__SOURCE DOCUMENT__
Baxter is now joining the ranks of big life science companies that have concluded the best way to grow in the future is by first slimming down in the present. Kenvue, the former consumer products business of Johnson & Johnson, raised $3.8 billion in an IPO last week. A little more than a year ago, Becton Dickinson completed the spinoff of its former diabetes care business, a now publicly traded standalone company called Embecta. In pharmaceuticals, Pfizer and Merck have spun out generic drugs divisions in an effort to streamline operations. Novartis is set to do the same with its generics division, Sandoz. That spinoff transaction is on track for completion in the second half of this year.

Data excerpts
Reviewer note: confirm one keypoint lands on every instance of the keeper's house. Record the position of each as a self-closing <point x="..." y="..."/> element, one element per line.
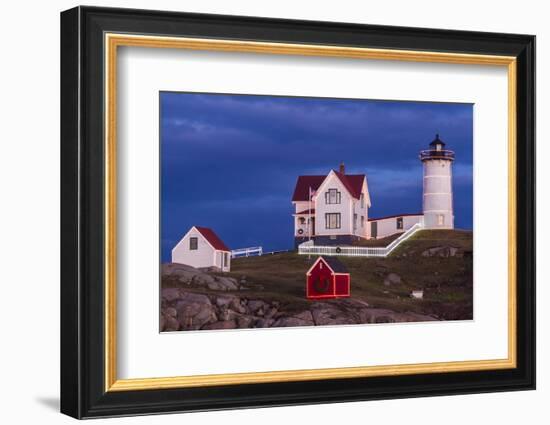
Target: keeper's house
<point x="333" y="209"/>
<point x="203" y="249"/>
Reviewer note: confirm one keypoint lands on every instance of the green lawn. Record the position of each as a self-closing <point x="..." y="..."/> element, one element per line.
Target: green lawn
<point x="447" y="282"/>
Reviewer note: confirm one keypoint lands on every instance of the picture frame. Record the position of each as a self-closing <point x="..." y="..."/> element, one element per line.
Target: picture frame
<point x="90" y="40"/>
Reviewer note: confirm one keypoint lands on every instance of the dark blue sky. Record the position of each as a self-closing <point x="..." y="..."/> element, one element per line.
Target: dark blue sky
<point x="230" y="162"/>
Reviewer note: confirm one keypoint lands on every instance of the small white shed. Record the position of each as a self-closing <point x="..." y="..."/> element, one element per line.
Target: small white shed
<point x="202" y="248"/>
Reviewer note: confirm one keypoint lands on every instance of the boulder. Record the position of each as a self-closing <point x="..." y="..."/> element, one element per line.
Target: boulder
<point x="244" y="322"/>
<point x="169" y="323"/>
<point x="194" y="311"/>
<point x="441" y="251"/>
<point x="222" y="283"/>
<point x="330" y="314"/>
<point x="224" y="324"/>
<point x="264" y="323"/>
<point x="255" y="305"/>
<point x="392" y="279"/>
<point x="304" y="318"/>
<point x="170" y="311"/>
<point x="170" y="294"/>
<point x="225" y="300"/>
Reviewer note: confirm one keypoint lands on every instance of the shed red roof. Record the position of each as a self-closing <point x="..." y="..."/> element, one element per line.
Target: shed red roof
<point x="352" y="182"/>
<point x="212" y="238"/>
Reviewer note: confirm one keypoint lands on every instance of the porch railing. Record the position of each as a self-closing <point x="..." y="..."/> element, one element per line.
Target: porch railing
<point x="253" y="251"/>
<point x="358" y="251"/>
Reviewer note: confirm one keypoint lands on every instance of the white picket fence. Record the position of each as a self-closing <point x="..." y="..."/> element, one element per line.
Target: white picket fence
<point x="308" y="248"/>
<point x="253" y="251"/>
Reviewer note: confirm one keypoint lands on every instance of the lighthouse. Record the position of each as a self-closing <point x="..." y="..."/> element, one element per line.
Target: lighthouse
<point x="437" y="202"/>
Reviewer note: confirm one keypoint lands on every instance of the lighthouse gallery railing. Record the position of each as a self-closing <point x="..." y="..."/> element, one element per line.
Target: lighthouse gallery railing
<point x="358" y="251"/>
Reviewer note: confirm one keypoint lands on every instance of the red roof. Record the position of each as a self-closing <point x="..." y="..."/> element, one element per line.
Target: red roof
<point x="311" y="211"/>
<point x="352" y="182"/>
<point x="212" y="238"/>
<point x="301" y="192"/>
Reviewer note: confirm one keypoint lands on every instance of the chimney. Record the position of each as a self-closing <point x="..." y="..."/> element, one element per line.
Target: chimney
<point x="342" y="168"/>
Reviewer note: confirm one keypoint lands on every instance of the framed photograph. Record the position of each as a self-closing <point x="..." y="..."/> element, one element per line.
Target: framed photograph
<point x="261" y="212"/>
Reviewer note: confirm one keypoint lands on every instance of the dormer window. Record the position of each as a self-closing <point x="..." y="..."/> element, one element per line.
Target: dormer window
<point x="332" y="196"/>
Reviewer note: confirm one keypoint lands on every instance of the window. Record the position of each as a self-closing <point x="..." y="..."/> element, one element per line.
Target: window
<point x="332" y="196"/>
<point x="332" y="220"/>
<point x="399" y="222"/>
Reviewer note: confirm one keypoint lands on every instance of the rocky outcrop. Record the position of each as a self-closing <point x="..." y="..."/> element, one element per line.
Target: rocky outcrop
--
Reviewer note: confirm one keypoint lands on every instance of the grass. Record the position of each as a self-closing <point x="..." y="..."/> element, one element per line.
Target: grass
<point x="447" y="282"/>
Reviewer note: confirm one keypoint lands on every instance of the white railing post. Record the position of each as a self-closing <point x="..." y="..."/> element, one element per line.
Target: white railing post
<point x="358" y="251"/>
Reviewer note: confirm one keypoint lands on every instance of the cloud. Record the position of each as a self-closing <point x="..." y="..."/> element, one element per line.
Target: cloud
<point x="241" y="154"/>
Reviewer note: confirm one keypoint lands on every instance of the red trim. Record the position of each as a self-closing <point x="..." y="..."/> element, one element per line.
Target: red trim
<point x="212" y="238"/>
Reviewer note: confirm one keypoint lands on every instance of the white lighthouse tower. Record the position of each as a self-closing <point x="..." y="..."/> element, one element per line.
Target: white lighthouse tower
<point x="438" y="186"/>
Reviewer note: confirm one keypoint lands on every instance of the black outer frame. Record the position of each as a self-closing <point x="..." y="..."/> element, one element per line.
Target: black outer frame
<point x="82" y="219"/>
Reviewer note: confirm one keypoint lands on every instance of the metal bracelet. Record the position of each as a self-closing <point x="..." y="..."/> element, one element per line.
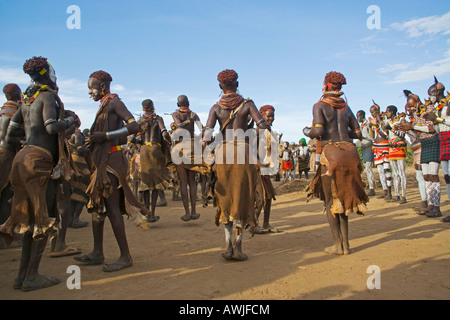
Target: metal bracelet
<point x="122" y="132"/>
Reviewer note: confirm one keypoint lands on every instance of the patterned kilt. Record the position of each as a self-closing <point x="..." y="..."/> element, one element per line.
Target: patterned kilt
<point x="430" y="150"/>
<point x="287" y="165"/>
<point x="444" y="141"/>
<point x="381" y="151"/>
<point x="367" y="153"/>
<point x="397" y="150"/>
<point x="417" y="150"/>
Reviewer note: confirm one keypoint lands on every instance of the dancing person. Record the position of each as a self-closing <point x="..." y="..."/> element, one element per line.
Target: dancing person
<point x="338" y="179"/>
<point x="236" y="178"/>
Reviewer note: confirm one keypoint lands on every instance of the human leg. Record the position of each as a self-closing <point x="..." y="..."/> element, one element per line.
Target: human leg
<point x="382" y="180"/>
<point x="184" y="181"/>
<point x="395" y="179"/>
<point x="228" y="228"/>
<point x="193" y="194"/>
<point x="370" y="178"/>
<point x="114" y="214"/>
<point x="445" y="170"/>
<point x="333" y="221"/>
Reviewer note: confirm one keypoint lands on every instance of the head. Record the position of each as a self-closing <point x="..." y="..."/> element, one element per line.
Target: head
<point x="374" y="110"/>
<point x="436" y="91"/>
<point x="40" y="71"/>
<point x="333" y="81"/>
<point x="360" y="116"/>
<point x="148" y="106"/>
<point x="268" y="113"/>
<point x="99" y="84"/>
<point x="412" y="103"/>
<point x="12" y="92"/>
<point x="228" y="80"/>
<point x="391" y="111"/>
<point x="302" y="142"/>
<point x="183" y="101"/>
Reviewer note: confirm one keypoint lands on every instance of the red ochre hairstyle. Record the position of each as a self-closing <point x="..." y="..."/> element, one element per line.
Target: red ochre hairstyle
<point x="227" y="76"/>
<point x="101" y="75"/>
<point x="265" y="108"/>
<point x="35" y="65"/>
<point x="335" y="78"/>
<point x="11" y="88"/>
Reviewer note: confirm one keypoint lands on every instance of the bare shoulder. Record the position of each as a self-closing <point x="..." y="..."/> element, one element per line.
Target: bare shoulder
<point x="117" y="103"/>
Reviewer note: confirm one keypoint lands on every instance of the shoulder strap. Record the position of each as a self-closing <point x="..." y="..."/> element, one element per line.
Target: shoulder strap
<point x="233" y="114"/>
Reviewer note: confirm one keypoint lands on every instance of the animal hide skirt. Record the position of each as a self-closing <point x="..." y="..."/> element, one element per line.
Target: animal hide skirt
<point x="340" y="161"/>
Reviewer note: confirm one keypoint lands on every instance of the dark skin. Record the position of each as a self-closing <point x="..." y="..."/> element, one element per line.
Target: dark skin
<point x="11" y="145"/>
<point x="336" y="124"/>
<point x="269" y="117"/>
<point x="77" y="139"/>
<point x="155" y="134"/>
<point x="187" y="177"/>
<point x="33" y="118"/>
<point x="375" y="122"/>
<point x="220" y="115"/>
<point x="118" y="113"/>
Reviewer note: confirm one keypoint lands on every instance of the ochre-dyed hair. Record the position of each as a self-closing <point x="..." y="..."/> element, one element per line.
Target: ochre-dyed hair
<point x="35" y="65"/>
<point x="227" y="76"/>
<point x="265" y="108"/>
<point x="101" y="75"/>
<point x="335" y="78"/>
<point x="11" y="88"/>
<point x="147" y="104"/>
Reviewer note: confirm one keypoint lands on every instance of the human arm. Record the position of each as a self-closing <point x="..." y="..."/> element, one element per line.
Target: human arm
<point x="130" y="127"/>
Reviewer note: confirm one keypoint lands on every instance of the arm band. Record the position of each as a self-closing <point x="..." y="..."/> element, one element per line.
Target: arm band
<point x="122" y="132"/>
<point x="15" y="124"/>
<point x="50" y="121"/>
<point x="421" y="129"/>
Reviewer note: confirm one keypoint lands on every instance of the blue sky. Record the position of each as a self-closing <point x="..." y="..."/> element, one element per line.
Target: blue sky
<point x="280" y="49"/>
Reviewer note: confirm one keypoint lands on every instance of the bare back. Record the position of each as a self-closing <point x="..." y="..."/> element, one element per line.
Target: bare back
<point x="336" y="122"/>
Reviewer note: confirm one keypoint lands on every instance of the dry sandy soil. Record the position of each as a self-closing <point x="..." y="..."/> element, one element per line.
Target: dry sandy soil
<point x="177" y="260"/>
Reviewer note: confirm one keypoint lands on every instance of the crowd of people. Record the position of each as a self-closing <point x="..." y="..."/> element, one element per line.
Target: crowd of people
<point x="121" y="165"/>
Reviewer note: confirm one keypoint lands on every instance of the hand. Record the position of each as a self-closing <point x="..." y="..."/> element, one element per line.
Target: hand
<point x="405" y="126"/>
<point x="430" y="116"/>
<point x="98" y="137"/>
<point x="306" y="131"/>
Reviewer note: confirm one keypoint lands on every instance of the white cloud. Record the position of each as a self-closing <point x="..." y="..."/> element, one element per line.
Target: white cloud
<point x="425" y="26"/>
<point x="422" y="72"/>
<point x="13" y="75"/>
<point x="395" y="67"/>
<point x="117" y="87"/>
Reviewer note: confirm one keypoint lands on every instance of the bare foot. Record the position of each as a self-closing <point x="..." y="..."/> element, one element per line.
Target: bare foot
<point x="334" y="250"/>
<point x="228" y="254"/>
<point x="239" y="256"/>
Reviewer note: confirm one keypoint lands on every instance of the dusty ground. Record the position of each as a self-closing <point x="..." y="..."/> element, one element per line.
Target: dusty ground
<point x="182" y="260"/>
--
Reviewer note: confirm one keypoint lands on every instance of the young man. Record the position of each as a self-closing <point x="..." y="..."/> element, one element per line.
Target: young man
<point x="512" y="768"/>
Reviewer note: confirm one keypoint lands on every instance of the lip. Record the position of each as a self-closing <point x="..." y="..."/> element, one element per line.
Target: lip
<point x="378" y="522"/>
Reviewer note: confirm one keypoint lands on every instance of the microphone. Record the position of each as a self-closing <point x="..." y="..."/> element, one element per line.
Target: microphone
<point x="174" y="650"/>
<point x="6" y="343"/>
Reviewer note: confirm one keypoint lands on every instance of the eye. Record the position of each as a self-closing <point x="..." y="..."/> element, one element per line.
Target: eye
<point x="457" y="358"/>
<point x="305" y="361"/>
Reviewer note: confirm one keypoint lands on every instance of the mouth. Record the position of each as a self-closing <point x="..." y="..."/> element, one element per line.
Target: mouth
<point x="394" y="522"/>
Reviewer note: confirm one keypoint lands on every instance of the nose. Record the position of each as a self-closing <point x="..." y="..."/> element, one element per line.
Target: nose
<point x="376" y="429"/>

__SET OF TASKS__
[1] Update the passage on corporate spinoffs from "Baxter is now" up to and including "of this year.", substituting "initial public offering" for "IPO".
[2] Take the passage on corporate spinoffs further, carrying it on from the point where it stops.

__TASK-BY-TASK ANSWERS__
[1]
Baxter is now joining the ranks of big life science companies that have concluded the best way to grow in the future is by first slimming down in the present. Kenvue, the former consumer products business of Johnson & Johnson, raised $3.8 billion in an initial public offering last week. A little more than a year ago, Becton Dickinson completed the spinoff of its former diabetes care business, a now publicly traded standalone company called Embecta. In pharmaceuticals, Pfizer and Merck have spun out generic drugs divisions in an effort to streamline operations. Novartis is set to do the same with its generics division, Sandoz. That spinoff transaction is on track for completion in the second half of this year.

[2]
When Baxter announced in January its strategy to focus more on hospital products and connected care, most attention focused on the plans to spin off kidney care—a much larger business than biopharma solutions—as an independent, publicly traded company. Among this business’s services is providing technologies used in home dialysis. Baxter reported $3.7 billion in 2022 revenue for its renal care segment. The company has said it expects the spinoff to happen by July 2024. This new company already has a CEO in waiting. Last week, Baxter appointed Chris Toth, the former CEO of Siemens subsidiary Varian, to be the kidney care company’s CEO. Until the spinoff happens, he will serve at Baxter as executive vice president and group president, kidney care.

After taxes, Baxter expects the proceeds of the biopharma solutions sale will be about $3.4 billion. The deal still needs to pass regulatory muster. Baxter said proceeds from the sale will go toward reducing its debt, consistent with the strategy it outlined at the beginning of the year.